• [Goal of the exercise]
Could you rewrite every line in the rows below as a numbered list, skipping blank lines and leaving the pictures out of your answer?

(Stored items)
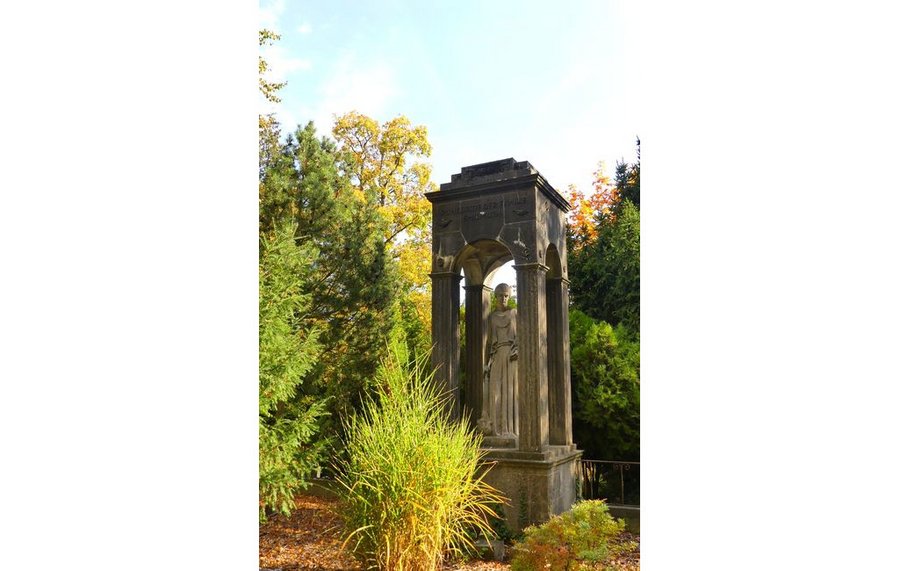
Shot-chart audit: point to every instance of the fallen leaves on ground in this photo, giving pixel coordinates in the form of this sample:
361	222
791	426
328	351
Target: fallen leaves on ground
308	541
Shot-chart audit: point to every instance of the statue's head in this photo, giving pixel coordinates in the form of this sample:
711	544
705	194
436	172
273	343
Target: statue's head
502	293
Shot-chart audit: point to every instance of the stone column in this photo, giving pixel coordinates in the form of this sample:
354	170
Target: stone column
445	336
531	331
478	305
558	371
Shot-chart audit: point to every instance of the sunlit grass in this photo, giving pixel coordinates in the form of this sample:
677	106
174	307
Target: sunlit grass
411	488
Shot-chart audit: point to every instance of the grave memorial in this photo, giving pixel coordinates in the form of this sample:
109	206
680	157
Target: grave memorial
486	215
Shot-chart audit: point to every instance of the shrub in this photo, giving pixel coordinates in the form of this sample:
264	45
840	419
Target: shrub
410	485
577	539
606	388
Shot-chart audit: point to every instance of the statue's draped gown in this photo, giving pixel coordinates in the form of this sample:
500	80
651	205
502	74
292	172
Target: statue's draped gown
503	383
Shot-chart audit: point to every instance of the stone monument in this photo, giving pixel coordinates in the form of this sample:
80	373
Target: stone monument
485	216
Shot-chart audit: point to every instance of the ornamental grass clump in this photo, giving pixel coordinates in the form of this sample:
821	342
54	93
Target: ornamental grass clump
577	539
411	489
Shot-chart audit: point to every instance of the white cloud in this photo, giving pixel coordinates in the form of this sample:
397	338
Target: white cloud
366	87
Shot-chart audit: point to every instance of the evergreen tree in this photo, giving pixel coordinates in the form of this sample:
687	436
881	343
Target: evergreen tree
288	350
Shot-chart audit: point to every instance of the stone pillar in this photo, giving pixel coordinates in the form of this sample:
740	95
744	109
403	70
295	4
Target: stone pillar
558	371
534	431
478	305
445	336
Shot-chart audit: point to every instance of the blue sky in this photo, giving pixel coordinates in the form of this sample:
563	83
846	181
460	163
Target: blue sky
535	81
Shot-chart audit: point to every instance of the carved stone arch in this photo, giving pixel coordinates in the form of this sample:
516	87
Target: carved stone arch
478	259
486	215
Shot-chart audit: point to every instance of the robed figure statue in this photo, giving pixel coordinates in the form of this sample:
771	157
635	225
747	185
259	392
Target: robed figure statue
499	412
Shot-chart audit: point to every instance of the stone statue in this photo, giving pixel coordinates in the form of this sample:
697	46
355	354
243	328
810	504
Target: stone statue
500	408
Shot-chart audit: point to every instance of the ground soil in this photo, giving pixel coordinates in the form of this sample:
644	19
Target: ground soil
308	541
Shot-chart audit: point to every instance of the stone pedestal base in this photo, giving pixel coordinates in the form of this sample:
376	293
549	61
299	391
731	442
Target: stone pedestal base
537	484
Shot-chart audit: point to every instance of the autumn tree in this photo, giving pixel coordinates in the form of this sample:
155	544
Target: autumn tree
605	270
383	163
587	211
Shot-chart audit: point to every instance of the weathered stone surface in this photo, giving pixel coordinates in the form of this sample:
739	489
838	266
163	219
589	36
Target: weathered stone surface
486	215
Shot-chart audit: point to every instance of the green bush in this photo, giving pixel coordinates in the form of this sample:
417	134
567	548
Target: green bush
411	490
606	388
577	539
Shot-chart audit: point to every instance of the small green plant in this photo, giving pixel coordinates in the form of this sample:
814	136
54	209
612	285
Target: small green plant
577	539
410	485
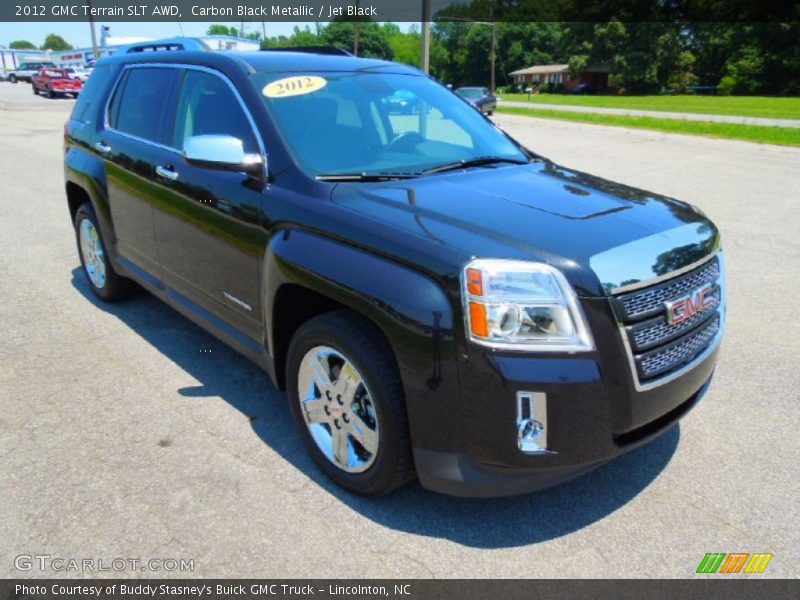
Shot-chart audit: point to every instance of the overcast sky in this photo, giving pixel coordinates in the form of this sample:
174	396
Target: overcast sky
78	34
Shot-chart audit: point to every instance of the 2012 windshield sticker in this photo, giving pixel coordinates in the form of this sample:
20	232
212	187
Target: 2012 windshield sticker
294	86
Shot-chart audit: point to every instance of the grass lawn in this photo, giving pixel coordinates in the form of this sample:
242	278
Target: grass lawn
785	136
744	106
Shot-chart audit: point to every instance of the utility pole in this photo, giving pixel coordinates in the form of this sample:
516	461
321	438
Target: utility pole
95	51
426	36
493	51
493	54
358	29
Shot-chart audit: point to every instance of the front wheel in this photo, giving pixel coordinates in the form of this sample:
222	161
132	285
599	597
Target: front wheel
348	404
104	282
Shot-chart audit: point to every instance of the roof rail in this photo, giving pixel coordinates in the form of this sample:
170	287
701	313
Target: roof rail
168	44
332	50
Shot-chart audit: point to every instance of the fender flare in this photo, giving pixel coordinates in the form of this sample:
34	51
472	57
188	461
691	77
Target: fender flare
411	309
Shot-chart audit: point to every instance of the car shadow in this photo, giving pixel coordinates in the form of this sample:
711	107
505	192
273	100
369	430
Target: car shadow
492	523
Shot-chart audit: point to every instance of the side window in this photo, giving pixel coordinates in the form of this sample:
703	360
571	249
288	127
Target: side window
207	106
140	104
94	87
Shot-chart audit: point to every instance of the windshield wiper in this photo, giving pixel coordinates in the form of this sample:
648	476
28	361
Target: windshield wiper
474	162
365	176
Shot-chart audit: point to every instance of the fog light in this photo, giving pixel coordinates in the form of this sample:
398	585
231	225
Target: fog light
532	422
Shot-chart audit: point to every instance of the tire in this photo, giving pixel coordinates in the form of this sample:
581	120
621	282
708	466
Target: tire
104	282
376	407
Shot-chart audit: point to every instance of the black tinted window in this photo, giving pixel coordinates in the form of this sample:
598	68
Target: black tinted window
207	106
140	107
92	94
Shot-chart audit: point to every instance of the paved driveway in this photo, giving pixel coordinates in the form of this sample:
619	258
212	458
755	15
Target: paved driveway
126	431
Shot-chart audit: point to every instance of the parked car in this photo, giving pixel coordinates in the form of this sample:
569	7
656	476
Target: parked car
26	71
436	299
480	98
55	82
78	73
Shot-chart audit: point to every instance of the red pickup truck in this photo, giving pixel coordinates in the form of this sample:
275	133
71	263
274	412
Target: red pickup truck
55	82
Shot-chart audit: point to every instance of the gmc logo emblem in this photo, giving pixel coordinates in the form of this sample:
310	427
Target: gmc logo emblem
692	303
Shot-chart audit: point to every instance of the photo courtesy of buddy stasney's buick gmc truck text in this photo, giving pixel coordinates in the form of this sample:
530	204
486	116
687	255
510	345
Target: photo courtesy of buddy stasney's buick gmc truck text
437	301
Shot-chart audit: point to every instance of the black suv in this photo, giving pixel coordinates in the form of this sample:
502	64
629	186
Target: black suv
436	299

• [Completed exercise]
1. Shot-chart audit: point to every instance of the fallen leaves on ground in this photo, giving pixel coordinates in the form of this sample:
2. 361	222
3. 791	426
4. 328	351
5. Target: fallen leaves on ground
6. 308	541
7. Shot-chart audit: point to every instance of the statue's head in this photo, giving pixel coordinates in the form of this sample:
8. 711	544
9. 705	194
10. 436	172
11. 273	343
12. Target: statue's head
13. 502	293
14. Shot-chart audit: point to every instance of the stone column in this photo, giving pixel coordinates in the form of this sample:
15. 354	170
16. Target: stone column
17. 445	336
18. 531	331
19. 478	305
20. 558	371
21. Shot-chart audit: point to every instance of the sunlit grass in this photo, giving pixel coordinates in the form of this sample:
22. 677	106
23. 174	307
24. Target: sunlit grass
25. 411	488
26. Shot-chart audit: point to every instance of the grave memorial in this photo, giving pixel coordinates in the form of this sample:
27. 109	206
28. 680	157
29. Target: grave memorial
30. 486	215
31. Shot-chart audit: point to every instance of the shrub in this photo, giving pixel coordinates in the form of this sample:
32. 264	45
33. 840	419
34. Target: shrub
35. 410	485
36. 577	539
37. 606	388
38. Shot-chart audit: point to every instance of the statue's draped gown in this photo, giving pixel coordinates in the form of this sample:
39. 500	80
40. 651	205
41. 502	74
42. 292	172
43. Target: statue's draped gown
44. 503	383
45. Shot-chart audit: point to every instance of the stone monument in this photo, giving pixel coordinates in the form of this sample:
46. 80	373
47. Target: stone monument
48. 485	216
49. Shot-chart audit: point to every instance of the ornamental grass clump in this photo, giving pixel coordinates in the form of this sample:
50. 821	342
51. 54	93
52. Target: ornamental grass clump
53. 577	539
54. 411	489
55. Shot-chart audit: point to every instance of the white cloud in this photo, giving pixel coordinates in the form of this sample:
56. 397	338
57. Target: white cloud
58. 366	87
59. Shot-chart audit: point to every instance of the evergreen tree in this photo, giving pixel coordinates in the form of this sample:
60. 687	436
61. 881	343
62. Target: evergreen tree
63. 288	350
64. Shot-chart audit: point to every instance of the stone pillar in this photo, giving pixel coordinates in the form of this sample:
65. 740	95
66. 744	109
67. 403	70
68. 295	4
69. Target: stone pillar
70. 558	371
71. 534	431
72. 478	305
73. 445	336
74. Shot-chart audit: point to every instance of the blue sky in this photo, giving pixel coordinates in the form of this sample:
75. 563	83
76. 846	181
77. 460	163
78. Target: blue sky
79. 535	81
80. Shot-chart audit: point to every instance of the carved stone arch in this photo, giving pixel coordinates in the form of this sample:
81. 516	87
82. Target: carved stone arch
83. 478	259
84. 486	215
85. Shot-chart audit: point to every instance of the robed figure statue in this photo, giving pixel coordinates in the form of this sample:
86. 771	157
87. 635	225
88. 747	185
89. 259	392
90. Target: robed figure statue
91. 499	412
92. Shot-chart audit: point to every instance of the stone statue in this photo, giving pixel coordinates in the form of this sample:
93. 697	46
94. 355	354
95. 243	328
96. 810	504
97. Target: stone statue
98. 500	408
99. Shot-chart audit: point to every instance of the ground soil in this photo, giving pixel coordinates in the form of this sample:
100. 644	19
101. Target: ground soil
102. 308	541
103. Shot-chart audit: point to every instance of the stone pedestal base in this photo, giving pixel coordinates in the form of this sample:
104. 376	293
105. 549	61
106. 299	391
107. 731	442
108. Target: stone pedestal base
109. 537	484
110. Shot-chart audit: point to every instance of the autumn tree in this photo, giving pixel coordinates in the form of this sample:
111. 155	544
112. Target: autumn tree
113. 605	270
114. 383	163
115. 587	211
116. Shot-chart audit: point to every instance of the weathered stone surface in this photo, giving pixel coordinates in the form of this sample:
117. 739	489
118. 838	266
119. 163	219
120. 589	36
121. Target: weathered stone surface
122. 486	215
123. Shot-chart audit: point to every instance of the green bush in this photo, giving pixel coordinates in the form of this sample:
124. 417	134
125. 567	548
126. Target: green bush
127. 411	490
128. 606	388
129. 577	539
130. Shot-chart audit: point to every instance of the small green plant in this photo, giving pixel coordinates in the form of this sample:
131. 814	136
132. 54	209
133. 612	285
134. Target: small green plant
135. 577	539
136. 410	485
137. Shot-chart audit: point to every instance of the overcast sky in this photo, giving pixel coordinates in the form of this sample:
138. 174	396
139. Target: overcast sky
140. 78	34
141. Shot-chart audit: point to every instance of the 2012 windshield sticker in this photo, giving pixel coordinates in the form of this sample:
142. 20	232
143. 212	187
144. Target: 2012 windshield sticker
145. 294	86
146. Shot-chart audit: point to every instance of the grass lawn in this photo, giving pixel coordinates in the form of this sample:
147. 242	278
148. Target: grass lawn
149. 785	136
150. 744	106
151. Shot-chart audit: point to every instance of the utility pole in this photo, giving pixel coordinates in the form of this sample:
152. 516	461
153. 321	438
154. Target: utility pole
155. 95	51
156. 426	36
157. 493	51
158. 493	54
159. 358	29
160. Shot-chart audit: point to every instance of the front wheel in this photo, giving pixel coordinates in the form of this sample:
161. 222	161
162. 132	285
163. 599	597
164. Target: front wheel
165. 348	404
166. 104	282
167. Shot-chart audit: point to every instance of the roof rail in this photo, giving pixel coordinates in the form of this sample:
168. 170	287
169. 701	313
170. Target: roof rail
171. 168	44
172. 332	50
173. Shot-chart audit: point to every instance of the fender flare in this photo, giving pixel coordinates in the form of this sample:
174. 34	51
175. 472	57
176. 188	461
177. 691	77
178. Target: fender flare
179. 411	309
180. Shot-chart audit: point to every instance of the car shadow in this photo, giving pixel coordinates in the form of this sample:
181. 711	107
182. 505	192
183. 273	100
184. 369	430
185. Target: car shadow
186. 492	523
187. Shot-chart audit: point to every instance of the side window in this photo, giving pixel coordinates in the form of this sample:
188. 703	360
189. 571	249
190. 288	127
191. Target: side window
192. 207	106
193. 140	104
194. 94	87
195. Shot-chart audit: point to every instance of the windshield wiper in this photo, giving pixel coordinates in the form of this sample:
196. 648	476
197. 28	361
198. Target: windshield wiper
199. 474	162
200. 365	176
201. Shot-chart audit: point to every instance of the fog light in this photo, giving pixel coordinates in the form of this sample:
202. 398	585
203. 231	225
204. Target: fog light
205. 532	422
206. Shot-chart audit: point to every instance of the tire in this photo, giving pixel coordinates in the form of this sample:
207. 581	120
208. 621	282
209. 708	466
210. Target: tire
211. 104	282
212. 376	407
213. Shot-chart audit: point to every instance of the black tinted window in this photo, giving pixel coordinates in the form of this sample:
214. 598	68
215. Target: black tinted window
216. 207	106
217. 140	107
218. 92	94
219. Shot-chart audit: point to every instance of the paved driveway in this photo, giving pixel coordinates in the form of this sample:
220. 619	258
221. 212	458
222. 755	15
223. Target: paved driveway
224. 126	431
225. Shot-chart audit: point to every instance of the parked car in this photo, giving pixel coordinates in the form of this sample:
226. 569	7
227. 656	476
228. Target: parked car
229. 26	71
230. 436	299
231. 480	98
232. 55	82
233. 78	73
234. Shot-chart audit: point to every instance of the red pickup truck in this photo, giving pixel coordinates in the form of this sample:
235. 275	133
236. 71	263
237. 274	412
238. Target: red pickup truck
239. 55	82
240. Shot-chart audit: point to every instance of the gmc logo emblem in this photo, giving pixel coordinates in the form of this sample:
241. 310	427
242. Target: gmc logo emblem
243. 692	303
244. Shot-chart audit: point to every instance of the photo courtesy of buddy stasney's buick gmc truck text in this photo, giving pixel coordinates in the form of this sample:
245. 530	204
246. 486	116
247. 687	255
248. 510	345
249. Target: photo courtesy of buddy stasney's buick gmc truck text
250. 437	301
251. Shot-chart audit: point to every instance of the black suv in this photo, giving pixel coordinates in the form of this sample:
252. 502	64
253. 629	186
254. Target: black suv
255. 436	299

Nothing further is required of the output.